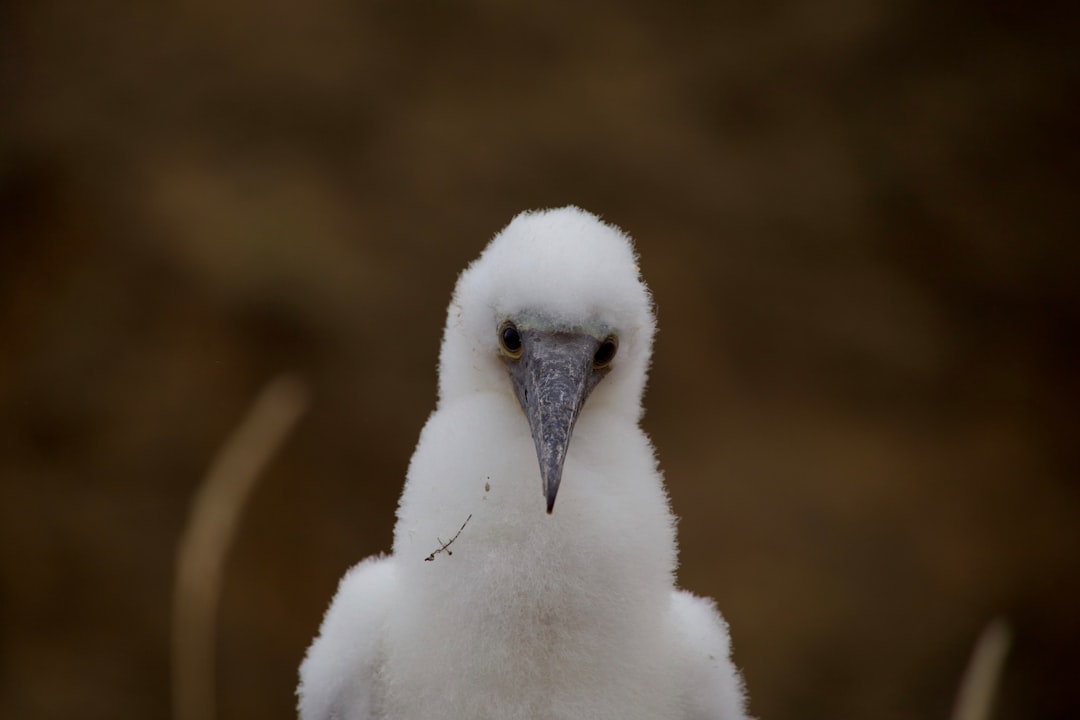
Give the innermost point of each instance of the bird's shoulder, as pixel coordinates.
(714, 685)
(336, 676)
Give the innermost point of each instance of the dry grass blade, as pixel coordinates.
(204, 545)
(981, 679)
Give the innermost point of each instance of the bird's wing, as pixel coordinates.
(714, 687)
(336, 677)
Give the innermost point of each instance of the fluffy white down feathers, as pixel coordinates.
(529, 614)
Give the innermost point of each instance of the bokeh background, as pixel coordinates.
(859, 219)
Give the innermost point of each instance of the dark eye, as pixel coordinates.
(510, 339)
(606, 352)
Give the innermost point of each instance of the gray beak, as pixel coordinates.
(552, 378)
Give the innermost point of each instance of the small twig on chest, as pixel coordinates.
(445, 547)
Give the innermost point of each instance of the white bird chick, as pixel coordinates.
(490, 607)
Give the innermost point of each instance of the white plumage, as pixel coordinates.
(490, 607)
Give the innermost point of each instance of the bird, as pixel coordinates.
(496, 601)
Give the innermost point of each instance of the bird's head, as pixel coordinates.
(553, 312)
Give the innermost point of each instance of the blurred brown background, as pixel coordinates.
(858, 218)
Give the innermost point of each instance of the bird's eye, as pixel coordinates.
(510, 339)
(606, 352)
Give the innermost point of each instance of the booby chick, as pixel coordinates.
(496, 603)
####
Aim >>
Write out all of the lines above again, requests included, multiplying every pixel coordinate in the answers by 0.55 and rounding to the nearest whole number, with halves rounded up. Leave the picture out.

Answer to the exercise >>
Give the innermost point of each instance of the bird's shoulder, as pixel coordinates.
(393, 377)
(185, 372)
Give the innermost point of each instance of the dry grass blade, as pixel coordinates.
(112, 300)
(540, 373)
Give the innermost point of each instance of the bird's wing, as pixel coordinates.
(393, 378)
(185, 372)
Give the innermost point of each instance of the fluffy white down feathers, as pixel coordinates.
(291, 338)
Give the innermost point of each instance of the bokeh background, as pixel coordinates.
(472, 120)
Give the innermost point of each instance of the dark eye, as pixel coordinates.
(281, 186)
(333, 194)
Give the innermost point of each instance of the gray beak, as pixel coordinates.
(304, 208)
Give the innermost point of each instance of the small twig on chest, as pixel coordinates.
(245, 301)
Give the innermost point of each instance of the white bird chick, as pixel coordinates.
(270, 334)
Give the innermost point of each instance of the white plumage, as pixel coordinates.
(270, 334)
Give the innermost point of each instance of the bird, as pixel coordinates.
(273, 331)
Give the innermost point of each instance of the bird's head, as pixel coordinates.
(304, 172)
Give the innermost point of each instance of the blurred brown background, as pixel coordinates.
(472, 120)
Give the innermost point of each instance of the bird's eye, as pixel coordinates.
(281, 186)
(333, 194)
Give the innermost point of each instance of the booby chick, as pixel coordinates.
(273, 332)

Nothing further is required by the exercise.